> _Exercise task_
Beginning at the line that contains "For each instance of the coffee", transcribe the remaining lines of the listing exactly; include the final line and omit everything before.

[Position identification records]
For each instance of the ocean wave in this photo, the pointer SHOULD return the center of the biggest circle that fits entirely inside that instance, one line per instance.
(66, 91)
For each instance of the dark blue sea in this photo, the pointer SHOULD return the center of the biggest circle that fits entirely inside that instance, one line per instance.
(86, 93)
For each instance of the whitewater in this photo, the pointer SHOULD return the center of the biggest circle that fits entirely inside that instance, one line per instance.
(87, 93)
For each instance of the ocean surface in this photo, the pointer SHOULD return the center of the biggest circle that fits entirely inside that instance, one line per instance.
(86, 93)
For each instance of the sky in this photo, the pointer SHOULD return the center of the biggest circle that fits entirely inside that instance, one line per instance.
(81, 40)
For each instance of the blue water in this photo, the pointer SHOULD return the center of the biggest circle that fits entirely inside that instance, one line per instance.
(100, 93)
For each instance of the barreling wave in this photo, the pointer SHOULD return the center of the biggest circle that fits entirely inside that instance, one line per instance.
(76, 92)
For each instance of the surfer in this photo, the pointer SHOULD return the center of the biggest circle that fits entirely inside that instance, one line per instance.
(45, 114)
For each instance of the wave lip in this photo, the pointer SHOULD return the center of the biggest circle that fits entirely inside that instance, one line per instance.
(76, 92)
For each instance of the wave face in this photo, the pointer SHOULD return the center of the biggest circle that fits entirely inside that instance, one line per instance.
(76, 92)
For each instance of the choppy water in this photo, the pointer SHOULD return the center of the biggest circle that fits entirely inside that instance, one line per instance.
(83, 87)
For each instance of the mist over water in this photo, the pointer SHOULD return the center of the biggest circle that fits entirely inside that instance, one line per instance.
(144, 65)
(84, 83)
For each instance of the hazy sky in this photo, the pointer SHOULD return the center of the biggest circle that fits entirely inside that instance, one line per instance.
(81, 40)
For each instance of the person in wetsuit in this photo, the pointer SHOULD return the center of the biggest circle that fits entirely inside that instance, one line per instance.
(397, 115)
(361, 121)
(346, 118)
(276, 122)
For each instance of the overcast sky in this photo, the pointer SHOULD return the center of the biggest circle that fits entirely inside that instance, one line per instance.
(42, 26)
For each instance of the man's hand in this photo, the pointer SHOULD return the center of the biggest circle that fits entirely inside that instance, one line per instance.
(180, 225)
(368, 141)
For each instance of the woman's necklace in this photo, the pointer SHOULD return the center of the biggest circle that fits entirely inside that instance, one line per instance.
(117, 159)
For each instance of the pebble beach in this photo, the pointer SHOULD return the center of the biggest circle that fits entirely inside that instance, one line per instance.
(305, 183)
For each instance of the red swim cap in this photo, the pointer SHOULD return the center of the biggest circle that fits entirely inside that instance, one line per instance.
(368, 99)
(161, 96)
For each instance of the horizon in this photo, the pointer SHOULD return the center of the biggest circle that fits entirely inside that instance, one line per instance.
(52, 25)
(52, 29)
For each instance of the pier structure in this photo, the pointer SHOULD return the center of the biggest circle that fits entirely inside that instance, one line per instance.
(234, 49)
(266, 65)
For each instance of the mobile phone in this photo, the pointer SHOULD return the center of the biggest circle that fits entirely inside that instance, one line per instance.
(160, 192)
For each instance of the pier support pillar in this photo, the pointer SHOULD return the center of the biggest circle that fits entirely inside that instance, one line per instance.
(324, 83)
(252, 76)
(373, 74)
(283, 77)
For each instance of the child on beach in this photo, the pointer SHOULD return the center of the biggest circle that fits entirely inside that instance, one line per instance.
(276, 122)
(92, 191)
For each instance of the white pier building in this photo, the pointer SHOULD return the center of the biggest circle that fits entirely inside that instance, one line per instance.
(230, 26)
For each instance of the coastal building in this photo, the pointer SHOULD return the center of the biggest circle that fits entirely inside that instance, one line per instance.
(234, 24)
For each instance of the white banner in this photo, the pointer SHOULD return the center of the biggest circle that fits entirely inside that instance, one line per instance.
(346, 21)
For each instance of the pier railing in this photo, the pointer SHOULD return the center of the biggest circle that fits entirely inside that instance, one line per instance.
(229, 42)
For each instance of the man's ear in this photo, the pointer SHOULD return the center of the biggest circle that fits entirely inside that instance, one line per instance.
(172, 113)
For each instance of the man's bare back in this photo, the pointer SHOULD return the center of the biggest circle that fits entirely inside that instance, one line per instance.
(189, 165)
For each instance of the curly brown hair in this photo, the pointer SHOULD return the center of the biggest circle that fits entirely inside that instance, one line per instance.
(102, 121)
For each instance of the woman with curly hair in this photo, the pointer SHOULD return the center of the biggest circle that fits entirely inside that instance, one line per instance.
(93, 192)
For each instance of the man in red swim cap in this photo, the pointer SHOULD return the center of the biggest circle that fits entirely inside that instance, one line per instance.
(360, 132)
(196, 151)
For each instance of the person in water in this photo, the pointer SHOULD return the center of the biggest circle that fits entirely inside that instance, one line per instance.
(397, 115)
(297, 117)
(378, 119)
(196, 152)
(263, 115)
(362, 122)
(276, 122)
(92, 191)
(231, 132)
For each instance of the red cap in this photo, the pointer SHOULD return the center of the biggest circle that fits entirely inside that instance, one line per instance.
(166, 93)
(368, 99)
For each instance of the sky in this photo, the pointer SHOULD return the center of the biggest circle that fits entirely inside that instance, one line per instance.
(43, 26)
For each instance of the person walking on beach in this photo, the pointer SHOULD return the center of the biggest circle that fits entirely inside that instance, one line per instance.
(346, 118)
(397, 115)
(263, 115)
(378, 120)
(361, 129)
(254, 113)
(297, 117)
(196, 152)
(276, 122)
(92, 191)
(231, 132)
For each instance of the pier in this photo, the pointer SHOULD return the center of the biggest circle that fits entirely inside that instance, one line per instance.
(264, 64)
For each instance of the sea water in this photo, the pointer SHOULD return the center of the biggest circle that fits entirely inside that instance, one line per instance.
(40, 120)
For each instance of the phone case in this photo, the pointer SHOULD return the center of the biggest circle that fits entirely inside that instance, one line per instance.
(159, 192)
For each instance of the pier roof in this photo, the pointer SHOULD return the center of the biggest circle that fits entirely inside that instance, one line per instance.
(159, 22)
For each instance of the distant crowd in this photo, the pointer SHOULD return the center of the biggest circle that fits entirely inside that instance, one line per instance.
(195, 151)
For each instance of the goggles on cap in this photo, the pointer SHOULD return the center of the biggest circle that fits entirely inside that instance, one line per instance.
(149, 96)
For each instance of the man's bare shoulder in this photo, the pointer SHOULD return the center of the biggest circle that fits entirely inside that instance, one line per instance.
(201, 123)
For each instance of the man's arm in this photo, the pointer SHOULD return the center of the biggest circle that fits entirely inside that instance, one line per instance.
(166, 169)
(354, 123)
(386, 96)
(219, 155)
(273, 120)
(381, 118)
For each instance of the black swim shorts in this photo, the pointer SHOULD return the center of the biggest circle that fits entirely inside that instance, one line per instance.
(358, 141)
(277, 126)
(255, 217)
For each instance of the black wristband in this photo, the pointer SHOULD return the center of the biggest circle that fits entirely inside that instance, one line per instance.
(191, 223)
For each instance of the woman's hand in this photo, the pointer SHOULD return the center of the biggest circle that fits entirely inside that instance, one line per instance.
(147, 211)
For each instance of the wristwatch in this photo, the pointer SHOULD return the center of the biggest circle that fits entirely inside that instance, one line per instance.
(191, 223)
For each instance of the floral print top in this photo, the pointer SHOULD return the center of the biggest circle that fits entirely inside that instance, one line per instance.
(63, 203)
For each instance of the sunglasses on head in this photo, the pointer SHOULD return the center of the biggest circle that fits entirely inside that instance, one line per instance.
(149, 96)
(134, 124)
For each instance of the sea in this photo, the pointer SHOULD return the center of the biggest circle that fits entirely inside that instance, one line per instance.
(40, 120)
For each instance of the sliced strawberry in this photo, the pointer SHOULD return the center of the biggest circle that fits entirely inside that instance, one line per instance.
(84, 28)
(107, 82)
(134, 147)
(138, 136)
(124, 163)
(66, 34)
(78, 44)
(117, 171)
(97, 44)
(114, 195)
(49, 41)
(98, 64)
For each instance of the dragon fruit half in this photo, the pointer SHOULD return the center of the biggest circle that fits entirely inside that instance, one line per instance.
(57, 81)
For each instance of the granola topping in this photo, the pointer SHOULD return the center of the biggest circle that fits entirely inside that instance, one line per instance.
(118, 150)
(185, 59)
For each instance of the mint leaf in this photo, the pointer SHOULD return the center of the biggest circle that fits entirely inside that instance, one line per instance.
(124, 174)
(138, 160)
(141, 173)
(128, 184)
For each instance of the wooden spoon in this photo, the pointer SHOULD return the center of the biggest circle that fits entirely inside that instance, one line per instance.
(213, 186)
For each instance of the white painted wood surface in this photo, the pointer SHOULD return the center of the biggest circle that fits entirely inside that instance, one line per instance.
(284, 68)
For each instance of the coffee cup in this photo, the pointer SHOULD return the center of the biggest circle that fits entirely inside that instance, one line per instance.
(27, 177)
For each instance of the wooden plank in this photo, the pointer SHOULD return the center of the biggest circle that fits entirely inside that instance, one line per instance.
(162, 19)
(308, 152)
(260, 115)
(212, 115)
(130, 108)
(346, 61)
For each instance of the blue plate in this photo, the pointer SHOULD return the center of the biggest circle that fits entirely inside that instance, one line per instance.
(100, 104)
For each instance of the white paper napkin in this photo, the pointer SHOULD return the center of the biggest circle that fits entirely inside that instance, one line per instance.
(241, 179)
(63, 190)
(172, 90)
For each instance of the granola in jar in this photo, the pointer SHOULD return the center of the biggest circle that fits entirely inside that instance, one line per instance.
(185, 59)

> _The completed task_
For each instance of the coffee cup in this photo, the pointer SHOULD return the center of the biggest circle that fits entirely inside that instance, one line per instance.
(27, 177)
For each instance of the wooden plank in this photo, the pointer SHOULD return the center of the biggest circle that fits entirely inside that instance, one line per instance.
(162, 19)
(308, 152)
(260, 115)
(212, 115)
(130, 108)
(346, 61)
For each instance of the blue plate in this photo, the pointer SHOULD return the center of the biggest circle that fits entirely inside that instance, one line per instance.
(100, 104)
For each instance of the white paper napkin in this photo, the pointer SHOULD return the center of the biggest circle that fits entirely inside that instance, one line per instance.
(241, 179)
(63, 190)
(172, 90)
For each instance of the granola in jar in this photo, the pointer SHOULD return the center of the biggest circle that fits entirely inside that instance, one line per instance.
(185, 59)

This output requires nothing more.